Written instruction A —
Decide whether each of the following statements agrees with the interview excerpt on the AI arms race: (i) the excerpt claims that most people who think of an arms race in AI picture it as the USA versus China; (ii) the excerpt says the world is currently moving toward greater global cooperation around AI; (iii) the excerpt states that most of the other countries in the world are far behind. For each statement, answer yes or no and quote the deciding words of the excerpt exactly.

YNH: Yeah, that’s always the concern with arms races, which become a race to the bottom in the name of efficiency and domination. I mean, what is extremely problematic or dangerous about the situation now with AI, is that more and more countries are waking up to the realization that this could be the technology of domination in the 21st century. So you’re not talking about just any economic competition between the different textile industries or even between different oil industries, like one country decides to we don’t care about the environment at all, we’ll just go full gas ahead and the other countries are much more environmentally aware. The situation with AI is potentially much worse, because it could be really the technology of domination in the 21st century. And those left behind could be dominated, exploited, conquered by those who forge ahead. So nobody wants to stay behind. And I think the only way to prevent this kind of catastrophic arms race to the bottom is greater global cooperation around AI. Now, this sounds utopian because we are now moving in exactly the opposite direction of more and more rivalry and competition. But this is part of, I think, of our job, like with the nuclear arms race, to make people in different countries realize that this is an arms race, that whoever wins, humanity loses. And it’s the same with AI. If AI becomes an arms race, then this is extremely bad news for all humans. And it’s easy for, say, people in the US to say we are the good guys in this race, you should be cheering for us. But this is becoming more and more difficult in a situation when the motto of the day is America First. How can we trust the USA to be the leader in AI technology, if ultimately it will serve only American interests and American economic and political domination? So I think, most people when they think arms race in AI, they think USA versus China, but there are almost 200 other countries in the world. And most of them are far, far behind. And when they look at what is happening, they are increasingly terrified. And for a very good reason.

Data provided —
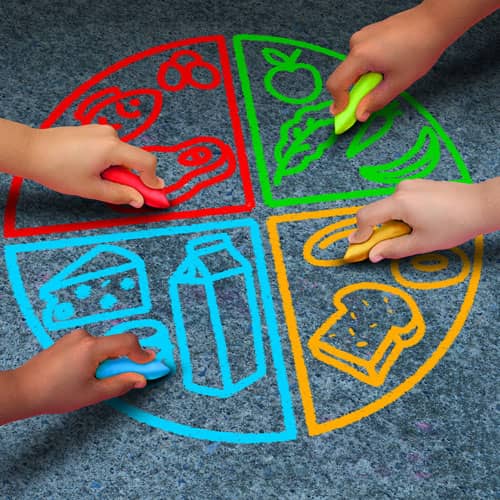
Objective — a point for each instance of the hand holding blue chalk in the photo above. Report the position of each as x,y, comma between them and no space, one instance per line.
153,370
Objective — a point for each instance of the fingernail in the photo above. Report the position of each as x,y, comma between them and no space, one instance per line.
136,203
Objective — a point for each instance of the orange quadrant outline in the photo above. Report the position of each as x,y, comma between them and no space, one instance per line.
314,427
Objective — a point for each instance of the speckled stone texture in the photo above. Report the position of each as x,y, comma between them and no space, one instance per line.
439,441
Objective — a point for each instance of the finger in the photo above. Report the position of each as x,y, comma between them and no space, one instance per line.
118,385
396,248
371,215
116,194
379,97
124,344
342,79
142,161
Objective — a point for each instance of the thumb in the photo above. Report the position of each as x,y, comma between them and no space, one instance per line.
118,385
395,248
379,97
117,194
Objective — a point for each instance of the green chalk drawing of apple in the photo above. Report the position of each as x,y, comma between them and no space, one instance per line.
288,64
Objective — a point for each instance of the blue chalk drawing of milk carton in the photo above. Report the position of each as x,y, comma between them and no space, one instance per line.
213,277
113,277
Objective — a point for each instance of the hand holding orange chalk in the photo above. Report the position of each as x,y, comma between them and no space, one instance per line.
391,229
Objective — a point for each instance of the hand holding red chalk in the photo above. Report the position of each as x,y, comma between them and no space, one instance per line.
155,198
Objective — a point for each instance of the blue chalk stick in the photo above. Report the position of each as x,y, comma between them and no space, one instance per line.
151,371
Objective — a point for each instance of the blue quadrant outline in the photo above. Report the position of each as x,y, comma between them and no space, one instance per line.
289,431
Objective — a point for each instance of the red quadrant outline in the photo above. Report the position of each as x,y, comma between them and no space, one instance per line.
10,229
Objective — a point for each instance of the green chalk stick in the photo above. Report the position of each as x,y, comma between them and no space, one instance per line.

Written instruction B —
Arrange the lines of the listing, from the line containing "hand holding red" through the end of the listing, as a Markdown table with the columns Row and Entry, omitting blank lines.

Exercise answer A —
(i) Yes: "most people when they think arms race in AI, they think USA versus China"
(ii) No: "we are now moving in exactly the opposite direction of more and more rivalry and competition"
(iii) Yes: "And most of them are far, far behind."

Exercise answer B —
| Row | Entry |
|---|---|
| 1 | Objective — a point for each instance of the hand holding red chalk in the photo above. Report the position of each as x,y, comma between them and no space, one instance per line. |
| 2 | 155,198 |
| 3 | Objective — a point for each instance of the blue chalk stick in the photo above. Report the position of each as x,y, comma between them and no space, one instance per line. |
| 4 | 151,371 |
| 5 | Objective — a point for each instance of the blue quadrant outline in the photo above. Report the position of each as x,y, comma between them and no space, one instance per line. |
| 6 | 289,431 |
| 7 | Objective — a point for each instance of the red quadrant outline in the photo above. Report the position of each as x,y, comma between them and no space, one instance per line. |
| 8 | 10,229 |
| 9 | Objective — a point for each instance of the green chalk stick in the photo above. Report the position of each as x,y, comma between them and no space, one instance per line. |